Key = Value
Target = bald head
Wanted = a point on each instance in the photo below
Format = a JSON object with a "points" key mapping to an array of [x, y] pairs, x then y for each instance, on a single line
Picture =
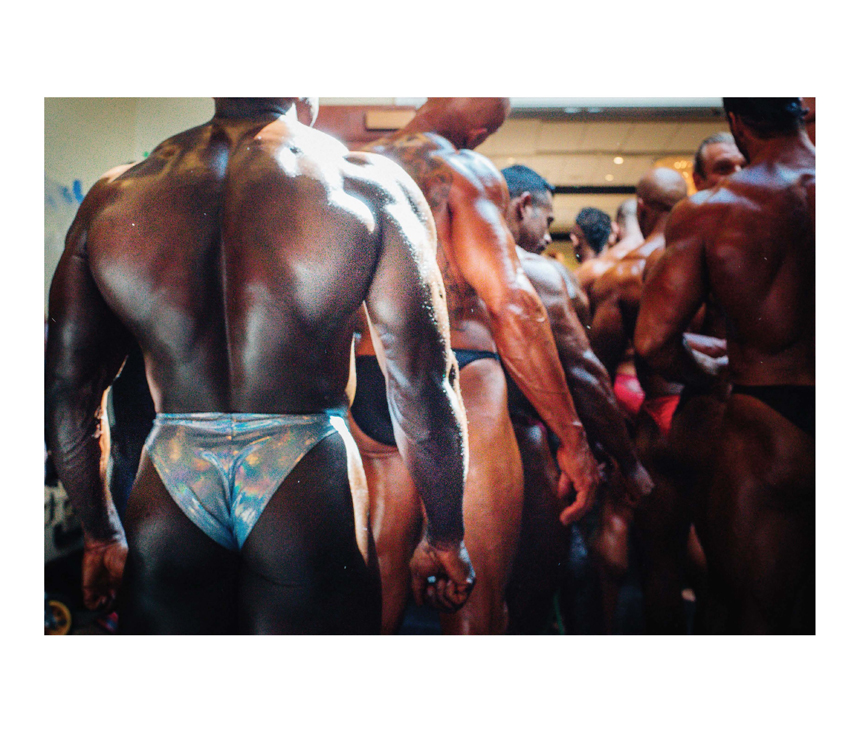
{"points": [[662, 188], [465, 121], [657, 192]]}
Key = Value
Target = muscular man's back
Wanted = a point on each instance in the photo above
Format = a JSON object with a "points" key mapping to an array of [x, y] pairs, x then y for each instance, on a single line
{"points": [[760, 257], [238, 304], [442, 172]]}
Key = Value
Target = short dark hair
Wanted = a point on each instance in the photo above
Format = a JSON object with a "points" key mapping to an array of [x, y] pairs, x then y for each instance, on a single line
{"points": [[699, 163], [596, 226], [768, 116], [521, 178]]}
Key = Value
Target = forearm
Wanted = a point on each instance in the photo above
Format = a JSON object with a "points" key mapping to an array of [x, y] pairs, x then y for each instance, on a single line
{"points": [[74, 437], [527, 349], [429, 424]]}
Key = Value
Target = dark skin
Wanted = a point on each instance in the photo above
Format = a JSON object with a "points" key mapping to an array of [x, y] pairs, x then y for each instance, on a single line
{"points": [[617, 297], [492, 307], [719, 160], [597, 407], [238, 255], [750, 245]]}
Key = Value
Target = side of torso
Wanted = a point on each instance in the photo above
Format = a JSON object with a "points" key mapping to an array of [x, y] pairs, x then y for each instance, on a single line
{"points": [[436, 166], [760, 261]]}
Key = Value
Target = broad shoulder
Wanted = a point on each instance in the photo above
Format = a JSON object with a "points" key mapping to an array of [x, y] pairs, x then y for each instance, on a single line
{"points": [[477, 175], [542, 272]]}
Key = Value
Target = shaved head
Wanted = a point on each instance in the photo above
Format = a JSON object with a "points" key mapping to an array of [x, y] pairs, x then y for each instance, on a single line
{"points": [[662, 188], [465, 121]]}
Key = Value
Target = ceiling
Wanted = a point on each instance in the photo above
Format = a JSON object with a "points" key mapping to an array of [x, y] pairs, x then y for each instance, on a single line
{"points": [[582, 154], [573, 142]]}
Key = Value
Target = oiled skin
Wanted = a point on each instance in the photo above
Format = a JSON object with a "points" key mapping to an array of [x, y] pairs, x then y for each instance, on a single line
{"points": [[749, 244], [492, 307], [237, 256]]}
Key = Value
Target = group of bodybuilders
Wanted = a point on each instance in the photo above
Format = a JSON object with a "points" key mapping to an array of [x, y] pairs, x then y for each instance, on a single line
{"points": [[371, 387]]}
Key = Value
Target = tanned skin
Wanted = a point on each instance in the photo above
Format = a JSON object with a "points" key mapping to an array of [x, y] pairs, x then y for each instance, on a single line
{"points": [[597, 407], [629, 238], [238, 255], [616, 298], [492, 307], [749, 244]]}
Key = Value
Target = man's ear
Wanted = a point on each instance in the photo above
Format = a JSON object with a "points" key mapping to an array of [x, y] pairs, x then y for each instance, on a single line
{"points": [[476, 136], [523, 202]]}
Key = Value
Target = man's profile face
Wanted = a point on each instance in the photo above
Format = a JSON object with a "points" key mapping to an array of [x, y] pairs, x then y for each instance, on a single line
{"points": [[534, 227], [581, 248], [720, 160]]}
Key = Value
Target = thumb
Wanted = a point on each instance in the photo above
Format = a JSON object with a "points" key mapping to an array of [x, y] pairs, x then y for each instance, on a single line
{"points": [[564, 485]]}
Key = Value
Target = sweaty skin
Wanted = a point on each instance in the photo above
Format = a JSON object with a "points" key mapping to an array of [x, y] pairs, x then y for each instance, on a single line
{"points": [[750, 245], [616, 296], [237, 255], [586, 377], [629, 239], [542, 546], [492, 307]]}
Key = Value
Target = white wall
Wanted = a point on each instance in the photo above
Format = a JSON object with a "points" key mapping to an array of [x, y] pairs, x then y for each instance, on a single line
{"points": [[85, 137], [157, 119]]}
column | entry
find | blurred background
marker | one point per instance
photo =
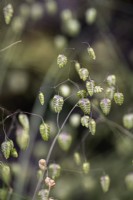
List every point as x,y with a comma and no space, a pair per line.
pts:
35,32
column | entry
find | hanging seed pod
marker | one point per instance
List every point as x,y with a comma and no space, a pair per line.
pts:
24,121
119,98
85,105
77,66
8,13
45,131
82,94
58,103
92,126
110,92
61,60
85,121
86,167
14,153
105,183
91,53
83,73
64,141
90,87
6,148
22,138
41,98
54,170
43,194
111,80
42,164
128,121
5,173
77,158
98,89
105,105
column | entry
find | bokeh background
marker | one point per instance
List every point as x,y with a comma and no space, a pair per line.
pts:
46,29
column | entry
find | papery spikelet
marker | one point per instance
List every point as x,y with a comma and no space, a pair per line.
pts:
45,131
119,98
83,73
105,183
58,103
61,60
64,141
41,98
105,105
85,105
85,121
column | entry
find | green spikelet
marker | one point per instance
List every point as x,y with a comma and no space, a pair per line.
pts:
6,148
61,60
86,167
77,158
43,194
119,98
85,105
105,105
54,170
41,98
105,183
58,103
8,13
82,94
90,87
64,141
110,92
128,121
85,121
83,73
92,126
91,53
5,173
111,80
45,131
24,121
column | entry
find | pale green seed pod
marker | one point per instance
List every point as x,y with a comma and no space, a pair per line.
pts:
83,73
86,167
77,158
90,87
85,121
22,138
98,89
111,80
92,126
128,121
54,170
8,13
6,148
41,98
91,53
64,141
129,181
105,105
14,153
85,105
61,60
110,92
43,194
119,98
58,103
24,121
5,173
82,94
45,131
105,183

## WHAT IS NEEDED
Pick out every line in the items above that contains the string "skin" and copy each one in full. Matching is case-sensitive.

## WRITTEN ANSWER
Target = dark skin
Target = oiled skin
Target = tanned skin
Target = sweaty skin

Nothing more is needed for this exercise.